==== Provided passage

Physically programmed vegan leather emulating the mechanical and sensory characteristics of animal leather from once-discarded gluten

Abstract

The production of animal-derived leather raises substantial environmental and ethical concerns, prompting the search for sustainable alternatives. However, most synthetic leathers are not biodegradable and fail to replicate the tactile and mechanical properties of natural hide, while bio-based films often exhibit poor toughness/elongation and hydration sensitivity. Here, we report a chemical toughener-free process that transforms wheat gluten—a widely available but underutilized plant protein—into durable and biodegradable vegan leather. The facile process combines heating and UV exposure to induce depth-gradient protein denaturation of only plant-based ingredients. In the first stage, thermal conditioning promotes uniform distribution of glutenin and gliadin and optimizes hydrogen bonding, enhancing structural integrity. Subsequent brief, high-intensity heating and UV treatment initiate thiol-mediated crosslinking among cysteine residues and oxidized amino acids, forming a molecular network. The resulting material exhibits an exceptionally high toughness of 4.7 MJ m⁻³ and comparable water resistance to animal leather. The protein-based structure replicates the frictional feel, pliability, and surface micro-texture of natural leather, providing a comparable aesthetic and tactile experience. This material is fully soil-degradable, has a reduced carbon footprint by up to 13-fold compared to animal leather, provides waterless dyeing, and is even edible by insects. Therefore, the vegan leather developed in this study offers a scalable and eco-friendly alternative to conventional leather.

========

**What you have to do**.
Using the abstract on gluten-based vegan leather, answer the questions below, numbering each answer to match.
1. Which plant protein is turned into the vegan leather?
2. What toughness does the resulting material exhibit?
3. By up to how much is its carbon footprint reduced compared to animal leather?

==== Exercise data

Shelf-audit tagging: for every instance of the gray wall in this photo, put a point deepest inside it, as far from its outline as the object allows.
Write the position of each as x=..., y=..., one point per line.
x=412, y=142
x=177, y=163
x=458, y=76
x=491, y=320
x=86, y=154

========

**Response to this task**.
1. Wheat gluten.
2. 4.7 MJ m⁻³.
3. Up to 13-fold.